■ **Work to complete**
Repeat the part of the records that opens with the line containing "locate the bush" and closes with the line containing "xmin=0 ymin=42 xmax=9 ymax=52", including both of those lines and nothing else.
Start Records for the exercise
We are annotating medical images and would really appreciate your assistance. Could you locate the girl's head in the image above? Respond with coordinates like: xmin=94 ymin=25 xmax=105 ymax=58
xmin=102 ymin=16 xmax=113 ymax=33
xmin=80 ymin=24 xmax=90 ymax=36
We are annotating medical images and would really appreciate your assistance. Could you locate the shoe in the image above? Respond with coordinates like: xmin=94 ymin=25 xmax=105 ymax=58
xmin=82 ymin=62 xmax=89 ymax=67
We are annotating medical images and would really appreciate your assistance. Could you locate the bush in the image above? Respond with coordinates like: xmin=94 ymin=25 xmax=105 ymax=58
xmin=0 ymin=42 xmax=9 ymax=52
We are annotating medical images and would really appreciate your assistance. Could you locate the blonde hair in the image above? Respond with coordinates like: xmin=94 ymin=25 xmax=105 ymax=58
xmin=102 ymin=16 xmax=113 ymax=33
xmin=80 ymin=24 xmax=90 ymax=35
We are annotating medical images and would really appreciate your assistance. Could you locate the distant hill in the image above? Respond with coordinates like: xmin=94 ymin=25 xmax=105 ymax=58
End Records for the exercise
Start Records for the exercise
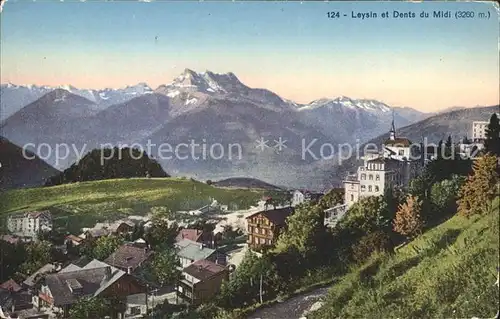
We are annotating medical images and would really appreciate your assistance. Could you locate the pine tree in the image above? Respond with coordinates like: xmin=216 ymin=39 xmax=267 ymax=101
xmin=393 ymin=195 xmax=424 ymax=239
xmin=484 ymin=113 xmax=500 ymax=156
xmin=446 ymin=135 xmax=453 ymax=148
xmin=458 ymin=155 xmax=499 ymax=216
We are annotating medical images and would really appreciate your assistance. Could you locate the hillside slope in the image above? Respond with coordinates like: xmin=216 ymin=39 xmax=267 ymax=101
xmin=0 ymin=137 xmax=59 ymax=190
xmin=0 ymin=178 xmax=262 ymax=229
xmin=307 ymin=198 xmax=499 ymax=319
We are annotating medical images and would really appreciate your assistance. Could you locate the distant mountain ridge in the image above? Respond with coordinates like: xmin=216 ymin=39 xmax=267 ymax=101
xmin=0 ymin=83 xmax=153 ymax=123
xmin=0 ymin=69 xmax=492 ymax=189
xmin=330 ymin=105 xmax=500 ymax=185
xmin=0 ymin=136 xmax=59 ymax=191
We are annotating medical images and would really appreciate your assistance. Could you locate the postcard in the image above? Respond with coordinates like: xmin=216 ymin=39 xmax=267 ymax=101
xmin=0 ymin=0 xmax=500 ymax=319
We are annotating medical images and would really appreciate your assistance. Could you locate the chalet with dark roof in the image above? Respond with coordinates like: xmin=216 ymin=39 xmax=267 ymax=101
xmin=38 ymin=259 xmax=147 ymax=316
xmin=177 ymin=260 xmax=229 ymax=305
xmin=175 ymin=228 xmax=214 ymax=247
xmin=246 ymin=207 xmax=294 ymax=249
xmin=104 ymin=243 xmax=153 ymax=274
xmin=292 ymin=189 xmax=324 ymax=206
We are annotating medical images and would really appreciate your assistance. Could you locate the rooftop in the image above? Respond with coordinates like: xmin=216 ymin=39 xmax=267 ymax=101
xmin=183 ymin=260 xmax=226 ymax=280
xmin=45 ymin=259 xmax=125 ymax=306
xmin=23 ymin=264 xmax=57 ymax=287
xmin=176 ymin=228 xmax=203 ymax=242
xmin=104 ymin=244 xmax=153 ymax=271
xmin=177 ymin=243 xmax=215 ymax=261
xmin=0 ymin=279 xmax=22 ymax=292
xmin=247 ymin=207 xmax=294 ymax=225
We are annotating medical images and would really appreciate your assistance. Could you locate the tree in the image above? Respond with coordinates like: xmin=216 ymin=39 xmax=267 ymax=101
End Records for the exercise
Start Records for the exercise
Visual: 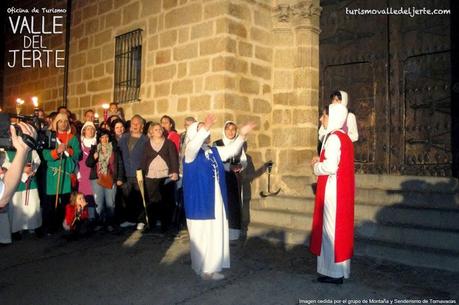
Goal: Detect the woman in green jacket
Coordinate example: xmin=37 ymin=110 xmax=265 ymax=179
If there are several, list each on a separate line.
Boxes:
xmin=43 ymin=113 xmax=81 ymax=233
End Records for the exercise
■ **Written answer**
We are annotating medical images and would really appreciate your assistance. Could you locate the bush in the image above? Respond with coordinates like: xmin=94 ymin=25 xmax=105 ymax=58
xmin=0 ymin=42 xmax=9 ymax=52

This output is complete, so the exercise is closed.